From Virginia to California, Democrats are trying to motivate voters as the expanded conservative majority on the court inches closer to limiting or overturning the right to terminate a pregnancy for the first time in nearly half a century. It is a glimpse into America’s shifting politics on abortion, which have typically energized conservatives more.

Terry McAuliffe, a Democrat and the former governor of Virginia who is running for a second term, was already airing TV ads about abortion before the court allowed Texas’ strict new law, which bans abortion after six weeks, to go into effect Wednesday. (Virginia bars governors from serving consecutive terms.)

And now, he says the imminent threat to Roe v. Wade will help motivate Democrats to show up in November and return him to office to ensure that abortions remain legal.

“People have been talking about the end of abortion for years and years. Now it’s actually happening,” McAuliffe said. “That will get people to come out in droves. It will really motivate folks.”

The dog finally caught the car. Those who took women’s reproductive rights for granted – “nah, they would never actually overturn Roe v. Wade” – now know better and should be fearful of what other constitutional rights this Trump radical right-wing court is prepared to reverse.

> _Data to examine_:
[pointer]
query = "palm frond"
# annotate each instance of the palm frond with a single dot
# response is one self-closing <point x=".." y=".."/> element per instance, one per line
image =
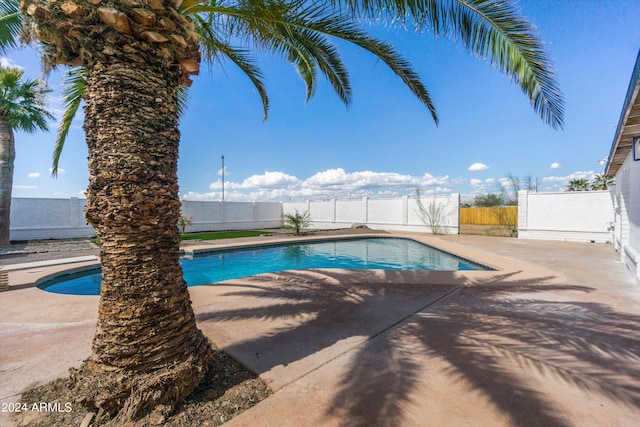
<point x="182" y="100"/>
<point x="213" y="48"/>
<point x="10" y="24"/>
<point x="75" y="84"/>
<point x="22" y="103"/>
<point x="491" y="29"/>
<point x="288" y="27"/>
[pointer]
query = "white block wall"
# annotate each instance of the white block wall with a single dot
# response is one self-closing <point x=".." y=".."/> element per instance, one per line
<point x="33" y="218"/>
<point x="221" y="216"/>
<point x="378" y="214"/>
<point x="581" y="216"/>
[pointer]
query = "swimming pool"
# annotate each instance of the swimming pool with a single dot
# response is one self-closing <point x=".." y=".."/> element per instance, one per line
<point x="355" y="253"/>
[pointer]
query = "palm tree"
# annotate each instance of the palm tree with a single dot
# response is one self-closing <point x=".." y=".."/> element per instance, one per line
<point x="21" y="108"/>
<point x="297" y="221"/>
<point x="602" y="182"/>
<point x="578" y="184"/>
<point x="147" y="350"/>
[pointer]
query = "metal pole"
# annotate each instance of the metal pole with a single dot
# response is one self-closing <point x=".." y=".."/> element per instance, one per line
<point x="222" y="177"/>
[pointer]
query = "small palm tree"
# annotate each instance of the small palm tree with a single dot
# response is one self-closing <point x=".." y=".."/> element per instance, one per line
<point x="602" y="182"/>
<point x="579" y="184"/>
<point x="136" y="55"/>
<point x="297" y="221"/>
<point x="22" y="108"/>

==

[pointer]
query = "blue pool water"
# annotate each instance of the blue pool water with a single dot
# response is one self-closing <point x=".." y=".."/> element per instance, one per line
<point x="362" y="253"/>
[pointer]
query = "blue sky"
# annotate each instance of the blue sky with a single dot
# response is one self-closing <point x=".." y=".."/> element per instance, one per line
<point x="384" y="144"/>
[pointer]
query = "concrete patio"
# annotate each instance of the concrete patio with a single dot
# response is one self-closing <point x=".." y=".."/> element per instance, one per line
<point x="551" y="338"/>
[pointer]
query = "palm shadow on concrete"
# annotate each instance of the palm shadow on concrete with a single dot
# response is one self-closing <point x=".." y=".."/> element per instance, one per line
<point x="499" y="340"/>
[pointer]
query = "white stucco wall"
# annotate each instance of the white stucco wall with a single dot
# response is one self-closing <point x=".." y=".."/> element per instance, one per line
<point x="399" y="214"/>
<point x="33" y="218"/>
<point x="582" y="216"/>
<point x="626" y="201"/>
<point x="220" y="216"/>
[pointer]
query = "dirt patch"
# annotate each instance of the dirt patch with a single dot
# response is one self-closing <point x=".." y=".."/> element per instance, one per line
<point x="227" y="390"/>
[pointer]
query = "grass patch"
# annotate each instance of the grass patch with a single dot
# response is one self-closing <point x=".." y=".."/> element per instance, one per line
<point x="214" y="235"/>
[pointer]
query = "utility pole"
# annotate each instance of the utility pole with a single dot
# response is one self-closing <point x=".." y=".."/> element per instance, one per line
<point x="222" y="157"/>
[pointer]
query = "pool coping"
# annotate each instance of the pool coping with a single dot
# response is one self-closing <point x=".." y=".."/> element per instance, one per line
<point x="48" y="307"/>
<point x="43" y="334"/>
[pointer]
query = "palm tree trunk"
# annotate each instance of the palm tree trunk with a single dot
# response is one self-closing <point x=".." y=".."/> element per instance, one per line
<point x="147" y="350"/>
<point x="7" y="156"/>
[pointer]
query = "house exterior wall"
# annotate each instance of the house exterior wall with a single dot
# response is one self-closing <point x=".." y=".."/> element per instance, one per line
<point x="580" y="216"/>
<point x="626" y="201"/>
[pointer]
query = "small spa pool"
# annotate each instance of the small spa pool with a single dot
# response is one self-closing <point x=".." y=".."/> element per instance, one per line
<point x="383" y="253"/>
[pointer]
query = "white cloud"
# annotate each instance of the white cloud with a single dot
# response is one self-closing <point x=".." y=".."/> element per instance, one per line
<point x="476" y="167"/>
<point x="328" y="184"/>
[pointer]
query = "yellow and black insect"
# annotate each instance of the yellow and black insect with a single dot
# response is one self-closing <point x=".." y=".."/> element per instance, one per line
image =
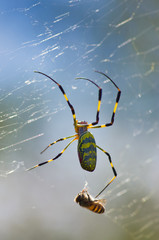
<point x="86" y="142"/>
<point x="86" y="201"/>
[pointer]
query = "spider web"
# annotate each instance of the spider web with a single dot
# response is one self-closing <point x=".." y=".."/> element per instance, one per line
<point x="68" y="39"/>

==

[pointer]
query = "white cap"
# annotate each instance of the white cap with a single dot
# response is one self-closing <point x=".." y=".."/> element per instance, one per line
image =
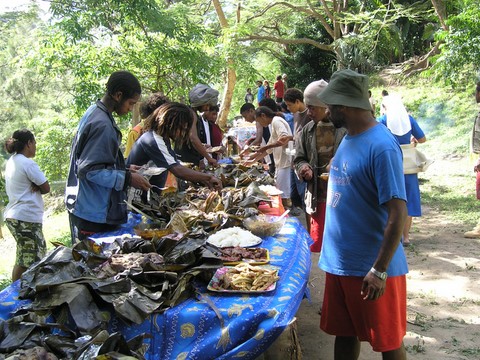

> _Work item 1_:
Restate word for word the passage on abortion politics, starting with "From Virginia to" and going on through "abortions remain legal.".
> _Work item 2_:
Answer these questions from the passage on abortion politics:
(a) On what day did the court allow the new Texas law to go into effect?
(b) After how many weeks does the Texas law ban abortion?
(c) In what month does McAuliffe say Democrats will be motivated to show up?
The records were taken from a different source than the text.

> _Response 1_:
From Virginia to California, Democrats are trying to motivate voters as the expanded conservative majority on the court inches closer to limiting or overturning the right to terminate a pregnancy for the first time in nearly half a century. It is a glimpse into America’s shifting politics on abortion, which have typically energized conservatives more.

Terry McAuliffe, a Democrat and the former governor of Virginia who is running for a second term, was already airing TV ads about abortion before the court allowed Texas’ strict new law, which bans abortion after six weeks, to go into effect Wednesday. (Virginia bars governors from serving consecutive terms.)

And now, he says the imminent threat to Roe v. Wade will help motivate Democrats to show up in November and return him to office to ensure that abortions remain legal.

> _Response 2_:
(a) Wednesday
(b) Six weeks
(c) November